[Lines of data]
◇ ◇ ◇ ◇ ◇

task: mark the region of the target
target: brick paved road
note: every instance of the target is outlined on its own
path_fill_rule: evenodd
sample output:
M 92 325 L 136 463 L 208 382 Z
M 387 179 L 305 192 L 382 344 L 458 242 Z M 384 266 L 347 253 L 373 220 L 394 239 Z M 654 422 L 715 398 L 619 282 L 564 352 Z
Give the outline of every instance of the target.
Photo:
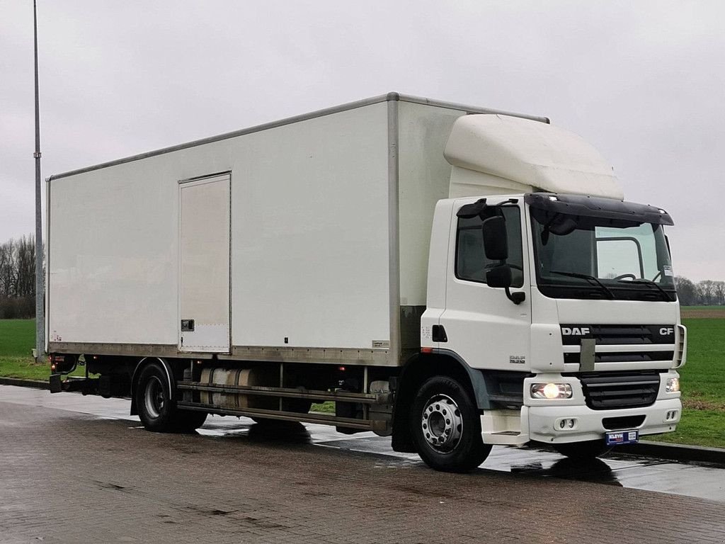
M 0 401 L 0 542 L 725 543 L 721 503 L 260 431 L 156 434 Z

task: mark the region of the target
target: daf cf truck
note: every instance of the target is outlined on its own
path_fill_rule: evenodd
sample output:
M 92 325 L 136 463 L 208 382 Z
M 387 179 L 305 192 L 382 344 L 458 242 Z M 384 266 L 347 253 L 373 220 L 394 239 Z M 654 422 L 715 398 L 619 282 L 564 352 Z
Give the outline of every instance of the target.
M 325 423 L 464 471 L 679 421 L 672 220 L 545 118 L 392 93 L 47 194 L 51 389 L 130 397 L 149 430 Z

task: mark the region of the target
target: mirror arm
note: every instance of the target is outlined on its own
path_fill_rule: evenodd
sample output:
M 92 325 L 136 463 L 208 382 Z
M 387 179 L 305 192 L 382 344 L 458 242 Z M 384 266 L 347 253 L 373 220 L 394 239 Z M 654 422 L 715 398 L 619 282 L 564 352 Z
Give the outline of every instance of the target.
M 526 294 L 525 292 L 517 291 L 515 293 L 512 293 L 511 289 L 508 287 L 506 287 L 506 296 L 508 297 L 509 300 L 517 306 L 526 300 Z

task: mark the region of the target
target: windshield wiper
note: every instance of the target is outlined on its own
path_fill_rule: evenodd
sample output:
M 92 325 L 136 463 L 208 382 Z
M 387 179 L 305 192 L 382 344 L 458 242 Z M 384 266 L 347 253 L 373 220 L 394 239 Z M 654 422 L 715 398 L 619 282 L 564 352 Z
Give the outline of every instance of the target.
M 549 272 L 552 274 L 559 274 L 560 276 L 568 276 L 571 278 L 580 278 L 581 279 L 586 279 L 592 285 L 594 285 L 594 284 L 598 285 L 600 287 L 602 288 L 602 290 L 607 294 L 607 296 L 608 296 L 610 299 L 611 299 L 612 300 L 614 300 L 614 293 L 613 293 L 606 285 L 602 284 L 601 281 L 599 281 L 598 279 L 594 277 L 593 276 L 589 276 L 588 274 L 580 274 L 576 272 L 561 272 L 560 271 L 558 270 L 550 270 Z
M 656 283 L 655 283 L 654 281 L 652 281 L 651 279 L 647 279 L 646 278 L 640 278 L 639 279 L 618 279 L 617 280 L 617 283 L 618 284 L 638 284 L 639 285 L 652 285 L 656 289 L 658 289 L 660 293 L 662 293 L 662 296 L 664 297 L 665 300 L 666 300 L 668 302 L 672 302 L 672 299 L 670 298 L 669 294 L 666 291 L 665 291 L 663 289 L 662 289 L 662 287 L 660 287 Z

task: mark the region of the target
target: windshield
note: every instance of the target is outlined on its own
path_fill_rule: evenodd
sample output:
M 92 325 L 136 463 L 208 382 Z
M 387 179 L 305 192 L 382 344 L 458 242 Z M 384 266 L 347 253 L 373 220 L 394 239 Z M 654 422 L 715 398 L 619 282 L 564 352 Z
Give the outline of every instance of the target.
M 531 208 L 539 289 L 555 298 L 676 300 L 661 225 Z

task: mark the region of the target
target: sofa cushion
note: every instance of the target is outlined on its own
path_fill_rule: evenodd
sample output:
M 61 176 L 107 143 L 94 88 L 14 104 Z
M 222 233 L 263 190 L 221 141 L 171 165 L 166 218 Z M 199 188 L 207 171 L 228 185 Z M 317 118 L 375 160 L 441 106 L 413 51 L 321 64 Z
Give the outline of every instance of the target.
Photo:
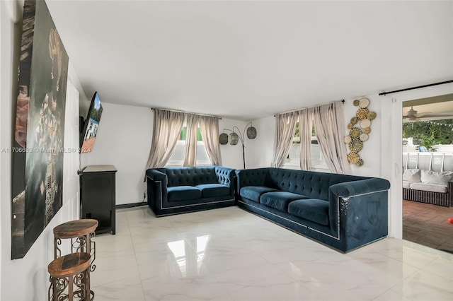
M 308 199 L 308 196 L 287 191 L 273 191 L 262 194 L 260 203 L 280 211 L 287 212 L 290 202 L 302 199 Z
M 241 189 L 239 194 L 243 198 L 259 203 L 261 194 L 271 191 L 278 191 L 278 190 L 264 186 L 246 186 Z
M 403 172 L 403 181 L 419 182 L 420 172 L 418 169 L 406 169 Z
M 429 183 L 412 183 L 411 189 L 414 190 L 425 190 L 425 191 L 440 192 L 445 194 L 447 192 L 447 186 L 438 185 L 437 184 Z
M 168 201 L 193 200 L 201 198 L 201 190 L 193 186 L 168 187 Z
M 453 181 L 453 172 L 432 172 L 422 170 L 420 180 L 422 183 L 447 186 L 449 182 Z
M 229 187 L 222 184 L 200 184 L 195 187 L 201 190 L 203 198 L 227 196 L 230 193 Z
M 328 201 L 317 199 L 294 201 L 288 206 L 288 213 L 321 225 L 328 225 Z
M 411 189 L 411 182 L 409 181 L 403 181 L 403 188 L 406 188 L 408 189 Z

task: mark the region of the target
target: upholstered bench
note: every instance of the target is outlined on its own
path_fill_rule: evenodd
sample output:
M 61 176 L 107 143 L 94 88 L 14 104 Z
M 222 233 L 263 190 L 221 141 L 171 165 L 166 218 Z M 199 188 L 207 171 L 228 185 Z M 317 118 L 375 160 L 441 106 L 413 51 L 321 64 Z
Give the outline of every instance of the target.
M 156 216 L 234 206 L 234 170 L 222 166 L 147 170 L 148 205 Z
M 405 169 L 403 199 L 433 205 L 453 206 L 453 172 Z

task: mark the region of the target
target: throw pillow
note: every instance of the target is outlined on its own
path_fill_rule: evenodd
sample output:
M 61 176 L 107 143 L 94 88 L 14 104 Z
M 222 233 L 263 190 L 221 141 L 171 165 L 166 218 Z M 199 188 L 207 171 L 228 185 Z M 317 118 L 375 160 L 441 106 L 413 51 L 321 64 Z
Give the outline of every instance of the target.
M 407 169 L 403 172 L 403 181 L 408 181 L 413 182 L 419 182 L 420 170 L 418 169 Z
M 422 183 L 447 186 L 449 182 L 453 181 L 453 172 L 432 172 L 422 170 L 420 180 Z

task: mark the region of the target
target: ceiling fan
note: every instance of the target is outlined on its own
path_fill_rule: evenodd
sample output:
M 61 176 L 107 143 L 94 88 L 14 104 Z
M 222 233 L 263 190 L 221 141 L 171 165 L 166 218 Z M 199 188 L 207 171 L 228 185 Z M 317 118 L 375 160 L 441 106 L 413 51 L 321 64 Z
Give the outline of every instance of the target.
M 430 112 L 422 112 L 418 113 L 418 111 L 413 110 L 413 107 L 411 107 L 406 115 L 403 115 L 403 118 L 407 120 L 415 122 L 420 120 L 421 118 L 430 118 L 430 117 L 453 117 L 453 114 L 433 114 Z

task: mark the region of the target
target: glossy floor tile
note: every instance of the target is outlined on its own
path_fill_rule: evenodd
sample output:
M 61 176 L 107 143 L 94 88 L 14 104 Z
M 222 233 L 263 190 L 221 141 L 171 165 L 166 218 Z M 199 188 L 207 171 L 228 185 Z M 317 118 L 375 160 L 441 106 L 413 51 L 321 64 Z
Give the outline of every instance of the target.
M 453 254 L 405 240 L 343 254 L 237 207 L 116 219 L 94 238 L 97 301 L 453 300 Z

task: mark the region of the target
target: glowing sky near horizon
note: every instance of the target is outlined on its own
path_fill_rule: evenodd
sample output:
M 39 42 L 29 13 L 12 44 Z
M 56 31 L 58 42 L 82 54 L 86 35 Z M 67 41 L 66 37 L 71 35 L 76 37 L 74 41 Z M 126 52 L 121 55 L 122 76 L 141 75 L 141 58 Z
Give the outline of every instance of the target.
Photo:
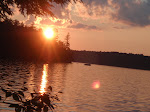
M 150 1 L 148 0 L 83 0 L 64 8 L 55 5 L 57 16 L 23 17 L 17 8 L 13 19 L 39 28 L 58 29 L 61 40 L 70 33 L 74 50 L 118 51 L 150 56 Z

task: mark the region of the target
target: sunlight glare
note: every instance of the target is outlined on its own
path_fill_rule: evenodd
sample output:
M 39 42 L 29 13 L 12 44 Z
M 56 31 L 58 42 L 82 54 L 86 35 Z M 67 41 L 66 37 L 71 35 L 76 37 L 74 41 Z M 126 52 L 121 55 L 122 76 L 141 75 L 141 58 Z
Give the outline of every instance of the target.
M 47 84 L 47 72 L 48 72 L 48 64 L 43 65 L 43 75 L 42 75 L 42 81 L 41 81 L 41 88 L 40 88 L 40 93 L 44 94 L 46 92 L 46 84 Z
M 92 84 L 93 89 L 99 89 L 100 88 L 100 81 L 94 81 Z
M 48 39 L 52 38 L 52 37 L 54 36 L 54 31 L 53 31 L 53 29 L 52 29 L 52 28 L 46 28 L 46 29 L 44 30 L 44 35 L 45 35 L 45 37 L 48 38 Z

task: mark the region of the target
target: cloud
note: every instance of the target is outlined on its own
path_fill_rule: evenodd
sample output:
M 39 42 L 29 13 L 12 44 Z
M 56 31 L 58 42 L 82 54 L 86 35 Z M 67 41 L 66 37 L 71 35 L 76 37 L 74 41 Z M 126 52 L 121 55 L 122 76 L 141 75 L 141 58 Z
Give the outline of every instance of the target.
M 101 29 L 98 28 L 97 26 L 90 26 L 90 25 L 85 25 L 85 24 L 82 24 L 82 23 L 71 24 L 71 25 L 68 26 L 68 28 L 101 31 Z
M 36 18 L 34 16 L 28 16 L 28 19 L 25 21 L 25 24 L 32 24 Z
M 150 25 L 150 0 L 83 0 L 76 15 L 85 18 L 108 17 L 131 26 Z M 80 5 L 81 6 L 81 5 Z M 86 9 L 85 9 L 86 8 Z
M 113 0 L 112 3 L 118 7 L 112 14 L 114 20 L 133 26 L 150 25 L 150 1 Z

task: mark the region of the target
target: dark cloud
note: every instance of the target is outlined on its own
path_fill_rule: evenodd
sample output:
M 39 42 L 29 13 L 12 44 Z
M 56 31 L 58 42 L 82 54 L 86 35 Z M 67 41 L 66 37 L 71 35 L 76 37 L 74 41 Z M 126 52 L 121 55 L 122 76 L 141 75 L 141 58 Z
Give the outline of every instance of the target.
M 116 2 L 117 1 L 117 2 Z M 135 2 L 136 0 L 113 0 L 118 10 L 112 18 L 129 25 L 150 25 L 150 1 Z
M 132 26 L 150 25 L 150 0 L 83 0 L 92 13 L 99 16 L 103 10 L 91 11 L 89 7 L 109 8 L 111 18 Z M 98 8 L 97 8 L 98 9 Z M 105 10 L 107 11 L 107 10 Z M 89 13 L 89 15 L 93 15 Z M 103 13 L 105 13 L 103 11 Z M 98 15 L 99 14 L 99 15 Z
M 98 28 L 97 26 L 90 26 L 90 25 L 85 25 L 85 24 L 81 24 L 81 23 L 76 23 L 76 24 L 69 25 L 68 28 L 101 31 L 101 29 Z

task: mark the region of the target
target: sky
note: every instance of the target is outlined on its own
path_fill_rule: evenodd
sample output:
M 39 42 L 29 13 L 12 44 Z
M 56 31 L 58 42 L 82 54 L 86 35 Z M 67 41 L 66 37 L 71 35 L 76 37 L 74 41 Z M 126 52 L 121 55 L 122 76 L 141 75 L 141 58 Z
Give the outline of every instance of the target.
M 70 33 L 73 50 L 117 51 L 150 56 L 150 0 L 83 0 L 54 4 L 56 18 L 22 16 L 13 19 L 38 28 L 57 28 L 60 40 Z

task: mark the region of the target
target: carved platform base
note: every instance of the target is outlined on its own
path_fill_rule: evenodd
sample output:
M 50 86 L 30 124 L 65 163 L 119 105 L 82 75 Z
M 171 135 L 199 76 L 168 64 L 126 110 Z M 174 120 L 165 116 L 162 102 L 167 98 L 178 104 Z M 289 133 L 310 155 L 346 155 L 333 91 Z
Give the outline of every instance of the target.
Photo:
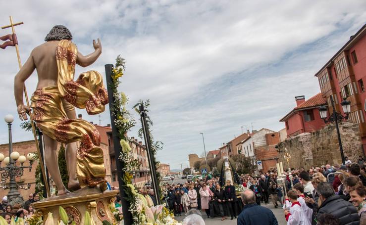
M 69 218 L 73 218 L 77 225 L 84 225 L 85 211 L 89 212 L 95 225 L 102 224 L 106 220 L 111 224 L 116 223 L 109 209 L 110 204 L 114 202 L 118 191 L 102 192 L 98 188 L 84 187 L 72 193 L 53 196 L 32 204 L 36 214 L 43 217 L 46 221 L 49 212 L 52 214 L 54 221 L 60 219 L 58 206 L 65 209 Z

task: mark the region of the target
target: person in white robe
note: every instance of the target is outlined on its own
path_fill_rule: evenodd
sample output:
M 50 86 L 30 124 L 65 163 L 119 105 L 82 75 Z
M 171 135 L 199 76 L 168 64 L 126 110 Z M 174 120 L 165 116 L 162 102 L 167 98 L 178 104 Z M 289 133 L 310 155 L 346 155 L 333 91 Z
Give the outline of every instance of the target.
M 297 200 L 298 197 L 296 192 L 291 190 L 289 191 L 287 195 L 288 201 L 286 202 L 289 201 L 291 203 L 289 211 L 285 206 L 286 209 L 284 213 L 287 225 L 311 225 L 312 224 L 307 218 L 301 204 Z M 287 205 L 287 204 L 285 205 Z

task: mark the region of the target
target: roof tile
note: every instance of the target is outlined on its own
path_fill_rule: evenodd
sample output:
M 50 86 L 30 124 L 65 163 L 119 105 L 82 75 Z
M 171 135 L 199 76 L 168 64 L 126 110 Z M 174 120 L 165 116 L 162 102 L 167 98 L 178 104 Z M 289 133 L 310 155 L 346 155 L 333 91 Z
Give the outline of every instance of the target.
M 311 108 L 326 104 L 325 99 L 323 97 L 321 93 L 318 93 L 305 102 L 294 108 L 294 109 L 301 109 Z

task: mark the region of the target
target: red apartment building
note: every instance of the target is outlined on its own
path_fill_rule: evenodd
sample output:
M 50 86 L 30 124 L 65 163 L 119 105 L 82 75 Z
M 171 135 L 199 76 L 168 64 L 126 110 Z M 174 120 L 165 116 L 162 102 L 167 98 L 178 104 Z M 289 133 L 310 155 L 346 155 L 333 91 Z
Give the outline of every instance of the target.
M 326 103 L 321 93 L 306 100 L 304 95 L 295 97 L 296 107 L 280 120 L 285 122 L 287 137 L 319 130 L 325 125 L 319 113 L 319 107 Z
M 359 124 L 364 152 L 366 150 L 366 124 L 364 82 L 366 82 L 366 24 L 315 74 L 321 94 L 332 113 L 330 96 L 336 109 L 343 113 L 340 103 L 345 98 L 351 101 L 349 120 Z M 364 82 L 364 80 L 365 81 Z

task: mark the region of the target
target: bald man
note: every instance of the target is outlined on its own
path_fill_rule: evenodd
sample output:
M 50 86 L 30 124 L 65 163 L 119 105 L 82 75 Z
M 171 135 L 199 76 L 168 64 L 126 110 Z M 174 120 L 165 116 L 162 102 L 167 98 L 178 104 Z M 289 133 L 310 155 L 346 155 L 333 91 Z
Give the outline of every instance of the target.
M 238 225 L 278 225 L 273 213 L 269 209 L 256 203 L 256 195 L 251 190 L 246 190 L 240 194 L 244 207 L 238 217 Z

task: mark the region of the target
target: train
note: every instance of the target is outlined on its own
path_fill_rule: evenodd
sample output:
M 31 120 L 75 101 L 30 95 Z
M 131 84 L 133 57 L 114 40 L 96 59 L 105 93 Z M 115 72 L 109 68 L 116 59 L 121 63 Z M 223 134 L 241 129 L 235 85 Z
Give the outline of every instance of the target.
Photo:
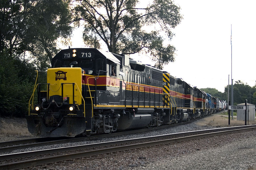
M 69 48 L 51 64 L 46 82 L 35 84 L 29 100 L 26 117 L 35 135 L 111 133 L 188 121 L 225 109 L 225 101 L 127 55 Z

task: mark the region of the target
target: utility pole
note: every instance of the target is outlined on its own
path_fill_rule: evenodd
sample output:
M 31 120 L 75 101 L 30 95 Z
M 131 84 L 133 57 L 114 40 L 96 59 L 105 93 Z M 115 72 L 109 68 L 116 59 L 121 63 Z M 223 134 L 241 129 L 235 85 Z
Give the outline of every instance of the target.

◇ ◇ ◇ ◇ ◇

WORK TO COMPLETE: Collect every line above that contains the string "windshield" and copy each one out. Case counts.

FULL SOLUTION:
target: windshield wiper
target: windshield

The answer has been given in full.